TASKS AND EXERCISES ->
1 > Answer these questions using the canonization report:
(a) Which Sunday of Easter was the Mass held on?
(b) On what date did Pope Francis declare the two former popes saints?
(c) By whose authority did he say he made the declaration?
2 > Carry on the canonization report from the point where it stops.

** BEGIN EXTRACTED TEXT **

On the Second Sunday of Easter - Divine Mercy Sunday - Pope Francis presides over the Holy Mass for
the Canonization of Blessed John XXIII and Blessed John Paul II in St.
Peter's Square.
Popes John Paul II, John XXIII officially declared saints
In a packed St. Peter's Square at the Vatican on Divine Mercy Sunday, Pope Francis officially declared former pontiffs John Paul II and John XXIII as Saints.
"For the honor of the Blessed Trinity, the exaltation of the Catholic faith and the increase of the Christian life, by the authority of our Lord Jesus Christ and of the Holy Apostles Peter and Paul and having sought the council of many of our brother Bishops, we declare and define Blessed John XXIII and John Paul II be Saints," Pope Francis exclaimed April 27 as the crowds cheered.
"We enroll them among the Saints, decreeing that they are to be venerated as such by the whole Church. In the name of the Father, and of the Son, and of the Holy Spirit."

** END EXTRACTED TEXT **
** BEGIN RECORD SET **

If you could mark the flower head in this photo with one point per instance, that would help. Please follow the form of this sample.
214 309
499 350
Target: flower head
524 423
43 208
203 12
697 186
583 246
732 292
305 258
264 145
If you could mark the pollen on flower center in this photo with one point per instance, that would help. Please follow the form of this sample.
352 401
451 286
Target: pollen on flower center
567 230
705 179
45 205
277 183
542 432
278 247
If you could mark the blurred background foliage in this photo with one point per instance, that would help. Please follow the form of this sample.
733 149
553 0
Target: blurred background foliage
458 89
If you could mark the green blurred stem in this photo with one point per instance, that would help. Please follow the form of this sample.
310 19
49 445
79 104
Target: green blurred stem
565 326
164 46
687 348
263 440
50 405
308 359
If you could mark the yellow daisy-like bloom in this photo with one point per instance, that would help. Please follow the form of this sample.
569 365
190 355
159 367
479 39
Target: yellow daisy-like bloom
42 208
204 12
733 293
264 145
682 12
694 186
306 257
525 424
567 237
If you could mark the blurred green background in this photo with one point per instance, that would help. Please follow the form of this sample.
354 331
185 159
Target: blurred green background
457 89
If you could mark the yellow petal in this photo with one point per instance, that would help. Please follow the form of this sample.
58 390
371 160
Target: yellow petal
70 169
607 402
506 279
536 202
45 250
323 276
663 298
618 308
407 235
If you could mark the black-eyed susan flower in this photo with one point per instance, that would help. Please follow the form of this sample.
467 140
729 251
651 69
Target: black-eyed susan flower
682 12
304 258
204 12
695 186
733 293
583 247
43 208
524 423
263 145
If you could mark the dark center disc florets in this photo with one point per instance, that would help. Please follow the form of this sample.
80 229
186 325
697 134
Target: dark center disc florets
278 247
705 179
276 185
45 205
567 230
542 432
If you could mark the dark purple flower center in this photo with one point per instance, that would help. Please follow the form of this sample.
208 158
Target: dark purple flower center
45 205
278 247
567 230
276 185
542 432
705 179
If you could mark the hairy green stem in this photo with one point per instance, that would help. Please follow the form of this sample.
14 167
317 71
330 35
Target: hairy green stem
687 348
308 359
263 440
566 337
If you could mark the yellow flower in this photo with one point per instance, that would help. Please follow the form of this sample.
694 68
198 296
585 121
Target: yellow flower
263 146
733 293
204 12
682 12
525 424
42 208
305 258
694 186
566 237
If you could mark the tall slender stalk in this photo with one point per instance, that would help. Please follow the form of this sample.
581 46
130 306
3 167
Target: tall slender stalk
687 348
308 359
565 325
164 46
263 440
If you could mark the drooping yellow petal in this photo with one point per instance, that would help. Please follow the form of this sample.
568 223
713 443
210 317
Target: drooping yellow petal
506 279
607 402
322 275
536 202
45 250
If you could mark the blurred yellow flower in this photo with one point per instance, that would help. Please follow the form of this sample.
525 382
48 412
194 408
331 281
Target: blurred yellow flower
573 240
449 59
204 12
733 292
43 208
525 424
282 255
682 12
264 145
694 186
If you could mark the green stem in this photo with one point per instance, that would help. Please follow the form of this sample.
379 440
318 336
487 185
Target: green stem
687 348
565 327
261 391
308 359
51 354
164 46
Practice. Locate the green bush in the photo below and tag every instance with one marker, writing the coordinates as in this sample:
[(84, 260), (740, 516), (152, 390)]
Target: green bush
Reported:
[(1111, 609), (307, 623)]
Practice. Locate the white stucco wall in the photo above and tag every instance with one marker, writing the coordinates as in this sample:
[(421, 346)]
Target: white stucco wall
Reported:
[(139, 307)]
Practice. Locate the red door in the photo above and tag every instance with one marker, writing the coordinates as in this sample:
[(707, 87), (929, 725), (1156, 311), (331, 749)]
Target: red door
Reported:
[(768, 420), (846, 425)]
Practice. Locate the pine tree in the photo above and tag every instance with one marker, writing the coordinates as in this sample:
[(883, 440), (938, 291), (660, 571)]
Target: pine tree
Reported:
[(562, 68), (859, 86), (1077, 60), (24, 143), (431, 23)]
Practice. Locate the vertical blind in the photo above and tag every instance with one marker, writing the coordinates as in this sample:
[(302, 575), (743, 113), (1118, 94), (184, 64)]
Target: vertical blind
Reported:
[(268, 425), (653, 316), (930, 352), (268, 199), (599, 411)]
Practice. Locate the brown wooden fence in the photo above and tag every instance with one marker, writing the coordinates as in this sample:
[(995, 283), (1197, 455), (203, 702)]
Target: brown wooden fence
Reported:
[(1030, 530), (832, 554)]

** END RECORD SET **
** BEGIN RECORD SET **

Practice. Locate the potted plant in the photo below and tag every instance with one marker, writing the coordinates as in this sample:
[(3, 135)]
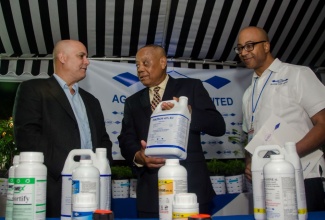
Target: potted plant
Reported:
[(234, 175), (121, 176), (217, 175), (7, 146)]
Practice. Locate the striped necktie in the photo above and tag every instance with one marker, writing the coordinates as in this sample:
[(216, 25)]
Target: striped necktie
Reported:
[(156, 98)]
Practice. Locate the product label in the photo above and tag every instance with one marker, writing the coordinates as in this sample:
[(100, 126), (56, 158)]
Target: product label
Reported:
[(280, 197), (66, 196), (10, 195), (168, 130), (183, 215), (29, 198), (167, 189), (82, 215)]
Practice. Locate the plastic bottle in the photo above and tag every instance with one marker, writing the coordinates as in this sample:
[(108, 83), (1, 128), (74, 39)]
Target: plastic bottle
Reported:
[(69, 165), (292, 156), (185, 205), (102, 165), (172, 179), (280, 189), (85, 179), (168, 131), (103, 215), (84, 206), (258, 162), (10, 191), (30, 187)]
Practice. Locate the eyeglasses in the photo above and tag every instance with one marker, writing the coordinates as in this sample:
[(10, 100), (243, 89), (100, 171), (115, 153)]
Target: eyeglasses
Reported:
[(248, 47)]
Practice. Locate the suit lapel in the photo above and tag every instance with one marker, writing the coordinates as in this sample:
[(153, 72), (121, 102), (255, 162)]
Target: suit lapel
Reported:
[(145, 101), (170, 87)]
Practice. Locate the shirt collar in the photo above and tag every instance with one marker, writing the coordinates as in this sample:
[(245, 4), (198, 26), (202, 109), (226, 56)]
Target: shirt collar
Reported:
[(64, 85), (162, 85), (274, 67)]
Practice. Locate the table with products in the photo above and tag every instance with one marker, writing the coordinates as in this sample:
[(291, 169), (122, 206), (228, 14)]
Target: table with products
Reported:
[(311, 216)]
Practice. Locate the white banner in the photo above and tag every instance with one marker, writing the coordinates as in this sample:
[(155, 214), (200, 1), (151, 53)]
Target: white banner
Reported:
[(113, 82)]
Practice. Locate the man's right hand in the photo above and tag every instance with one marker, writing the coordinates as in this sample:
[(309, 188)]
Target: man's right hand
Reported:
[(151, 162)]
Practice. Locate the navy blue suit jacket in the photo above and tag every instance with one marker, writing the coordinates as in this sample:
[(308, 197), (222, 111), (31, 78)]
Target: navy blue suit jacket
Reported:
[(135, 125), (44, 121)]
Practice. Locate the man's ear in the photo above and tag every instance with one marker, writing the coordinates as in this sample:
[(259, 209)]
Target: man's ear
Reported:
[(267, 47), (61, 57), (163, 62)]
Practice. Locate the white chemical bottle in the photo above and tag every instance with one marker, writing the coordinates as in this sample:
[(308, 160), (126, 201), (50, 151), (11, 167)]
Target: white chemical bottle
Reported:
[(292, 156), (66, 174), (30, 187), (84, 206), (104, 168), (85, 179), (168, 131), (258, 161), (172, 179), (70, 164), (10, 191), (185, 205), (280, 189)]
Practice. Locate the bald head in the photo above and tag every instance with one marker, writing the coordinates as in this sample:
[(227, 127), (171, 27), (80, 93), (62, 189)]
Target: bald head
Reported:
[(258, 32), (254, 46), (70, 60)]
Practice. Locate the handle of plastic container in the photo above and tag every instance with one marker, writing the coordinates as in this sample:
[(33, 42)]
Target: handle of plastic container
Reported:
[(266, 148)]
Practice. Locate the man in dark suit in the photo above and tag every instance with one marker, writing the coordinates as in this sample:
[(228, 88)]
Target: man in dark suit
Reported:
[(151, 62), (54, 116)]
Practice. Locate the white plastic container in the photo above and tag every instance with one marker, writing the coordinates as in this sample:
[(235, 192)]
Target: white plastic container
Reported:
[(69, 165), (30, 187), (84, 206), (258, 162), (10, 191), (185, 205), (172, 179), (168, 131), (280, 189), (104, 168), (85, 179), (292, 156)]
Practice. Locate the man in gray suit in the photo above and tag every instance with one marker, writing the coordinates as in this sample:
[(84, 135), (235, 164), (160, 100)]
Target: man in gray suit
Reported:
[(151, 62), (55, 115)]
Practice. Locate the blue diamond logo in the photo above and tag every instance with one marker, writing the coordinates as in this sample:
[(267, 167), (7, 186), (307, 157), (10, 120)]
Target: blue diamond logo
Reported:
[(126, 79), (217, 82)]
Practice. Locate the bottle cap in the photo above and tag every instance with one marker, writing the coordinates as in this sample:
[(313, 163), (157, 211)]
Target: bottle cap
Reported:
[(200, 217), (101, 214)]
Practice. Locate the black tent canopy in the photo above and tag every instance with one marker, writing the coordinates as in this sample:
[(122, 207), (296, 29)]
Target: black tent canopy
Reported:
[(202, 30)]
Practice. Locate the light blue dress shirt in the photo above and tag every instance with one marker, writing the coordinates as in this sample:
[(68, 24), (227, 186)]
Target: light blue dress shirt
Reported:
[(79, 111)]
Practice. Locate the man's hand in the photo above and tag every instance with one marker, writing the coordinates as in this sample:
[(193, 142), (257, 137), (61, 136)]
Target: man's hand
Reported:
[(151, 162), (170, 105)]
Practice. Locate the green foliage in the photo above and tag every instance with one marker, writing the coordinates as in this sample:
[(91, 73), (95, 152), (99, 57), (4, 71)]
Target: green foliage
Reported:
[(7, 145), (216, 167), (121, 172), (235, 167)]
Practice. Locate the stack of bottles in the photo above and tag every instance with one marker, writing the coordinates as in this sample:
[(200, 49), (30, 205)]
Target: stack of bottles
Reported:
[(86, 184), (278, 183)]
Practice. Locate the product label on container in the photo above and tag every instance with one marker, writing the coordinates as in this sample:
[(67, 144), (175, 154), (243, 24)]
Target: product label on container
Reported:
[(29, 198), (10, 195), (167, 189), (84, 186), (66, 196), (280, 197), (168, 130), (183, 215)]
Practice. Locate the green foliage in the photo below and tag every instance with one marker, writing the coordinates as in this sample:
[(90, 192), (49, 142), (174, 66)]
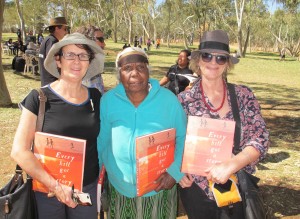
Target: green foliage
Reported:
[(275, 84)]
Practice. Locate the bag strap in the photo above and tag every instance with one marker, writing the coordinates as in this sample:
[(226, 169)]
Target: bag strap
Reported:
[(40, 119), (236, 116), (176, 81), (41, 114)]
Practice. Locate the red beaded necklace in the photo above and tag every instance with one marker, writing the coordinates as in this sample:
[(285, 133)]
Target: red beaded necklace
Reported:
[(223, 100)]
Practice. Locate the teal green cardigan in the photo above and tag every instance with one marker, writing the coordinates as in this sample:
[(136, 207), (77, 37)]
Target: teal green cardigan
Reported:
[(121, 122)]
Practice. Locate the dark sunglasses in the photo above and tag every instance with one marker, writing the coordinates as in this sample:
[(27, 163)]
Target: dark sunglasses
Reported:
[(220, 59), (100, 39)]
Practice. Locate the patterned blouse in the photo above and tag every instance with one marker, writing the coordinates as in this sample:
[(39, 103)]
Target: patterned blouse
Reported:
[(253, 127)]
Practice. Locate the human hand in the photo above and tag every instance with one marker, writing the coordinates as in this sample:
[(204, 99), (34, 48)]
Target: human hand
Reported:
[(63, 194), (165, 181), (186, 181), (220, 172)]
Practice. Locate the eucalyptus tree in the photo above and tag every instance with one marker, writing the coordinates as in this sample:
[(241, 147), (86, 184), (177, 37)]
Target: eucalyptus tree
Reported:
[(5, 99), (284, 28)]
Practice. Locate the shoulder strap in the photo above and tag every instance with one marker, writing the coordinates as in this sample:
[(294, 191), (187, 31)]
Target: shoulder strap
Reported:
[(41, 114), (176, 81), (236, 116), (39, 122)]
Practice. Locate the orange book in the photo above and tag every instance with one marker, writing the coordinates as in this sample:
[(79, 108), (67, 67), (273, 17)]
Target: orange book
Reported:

** END RECORD SET **
** BEGIN RECORD SET **

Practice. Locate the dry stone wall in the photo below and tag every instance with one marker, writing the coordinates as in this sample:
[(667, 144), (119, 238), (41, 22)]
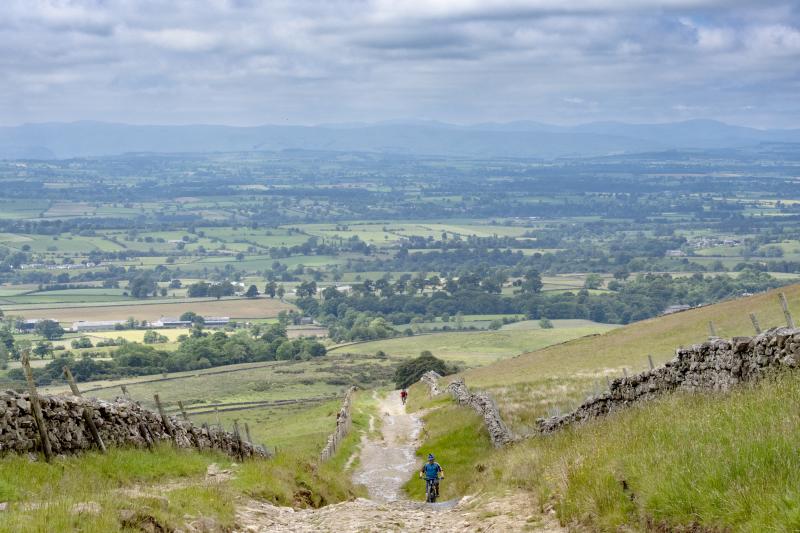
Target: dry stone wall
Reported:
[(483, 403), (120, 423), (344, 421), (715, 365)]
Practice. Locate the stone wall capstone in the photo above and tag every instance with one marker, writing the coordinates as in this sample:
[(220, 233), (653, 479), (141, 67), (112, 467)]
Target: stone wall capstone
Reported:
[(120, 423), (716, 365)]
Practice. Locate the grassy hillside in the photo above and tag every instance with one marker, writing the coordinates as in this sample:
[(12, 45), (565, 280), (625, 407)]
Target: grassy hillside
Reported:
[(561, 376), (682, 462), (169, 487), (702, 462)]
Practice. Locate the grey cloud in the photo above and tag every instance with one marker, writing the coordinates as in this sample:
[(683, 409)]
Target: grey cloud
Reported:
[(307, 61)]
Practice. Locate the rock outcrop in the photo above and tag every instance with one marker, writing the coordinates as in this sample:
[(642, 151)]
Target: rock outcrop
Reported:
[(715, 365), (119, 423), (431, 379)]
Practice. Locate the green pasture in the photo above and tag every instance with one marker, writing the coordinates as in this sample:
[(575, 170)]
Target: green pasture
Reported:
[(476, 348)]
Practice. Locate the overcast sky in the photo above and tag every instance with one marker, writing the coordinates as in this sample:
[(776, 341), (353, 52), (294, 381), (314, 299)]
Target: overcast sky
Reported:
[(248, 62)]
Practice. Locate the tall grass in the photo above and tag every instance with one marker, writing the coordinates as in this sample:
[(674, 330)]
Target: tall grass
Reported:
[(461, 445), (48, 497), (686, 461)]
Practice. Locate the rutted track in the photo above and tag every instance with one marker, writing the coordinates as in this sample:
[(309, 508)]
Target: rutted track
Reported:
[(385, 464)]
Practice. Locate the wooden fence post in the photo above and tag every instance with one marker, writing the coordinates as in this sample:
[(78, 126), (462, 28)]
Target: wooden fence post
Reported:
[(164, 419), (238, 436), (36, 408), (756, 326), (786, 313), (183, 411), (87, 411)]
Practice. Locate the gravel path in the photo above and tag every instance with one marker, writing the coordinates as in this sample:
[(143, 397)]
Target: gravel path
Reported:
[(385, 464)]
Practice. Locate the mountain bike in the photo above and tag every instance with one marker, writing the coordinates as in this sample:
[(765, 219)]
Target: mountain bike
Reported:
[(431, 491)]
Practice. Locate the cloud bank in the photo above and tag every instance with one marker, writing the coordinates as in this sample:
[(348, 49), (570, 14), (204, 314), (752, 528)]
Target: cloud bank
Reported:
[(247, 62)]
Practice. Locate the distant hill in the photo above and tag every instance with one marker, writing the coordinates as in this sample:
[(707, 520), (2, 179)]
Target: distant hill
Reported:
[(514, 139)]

** END RECORD SET **

ANSWER SET ->
1 >
(a) The Second Sunday of Easter, Divine Mercy Sunday.
(b) April 27.
(c) By the authority of our Lord Jesus Christ and of the Holy Apostles Peter and Paul.

2 >
Cheers and applause rang out across St. Peter's Square after the historic double papal canonization as many in the crowd fixed their gaze on huge tapestries of the two popes on the facade of the basilica behind Pope Francis. The Vatican said more than 500,000 people filled the basilica area while another 300,000 watched the event on large television screens in nearby piazzas.
Pope Emeritus Benedict did not join the procession of bishops at the start of Mass, but arrived half an hour earlier, wearing white vestments and a bishop's miter and walking with a cane; he sat in a section of the square designated for cardinals. Pope Francis greeted his predecessor with an embrace at the start of the Mass, drawing applause from the crowd, and approached him again at the end.
During the canonization ceremony, which took place at the beginning of the Mass, devotees carried up relics of the new saints in matching silver reliquaries, which Pope Francis kissed before they were placed on a small table for veneration by the congregation.
St. John's relic was a piece of the late pope's skin, removed when his body was transferred to its present tomb in the main sanctuary of St. Peter's Basilica.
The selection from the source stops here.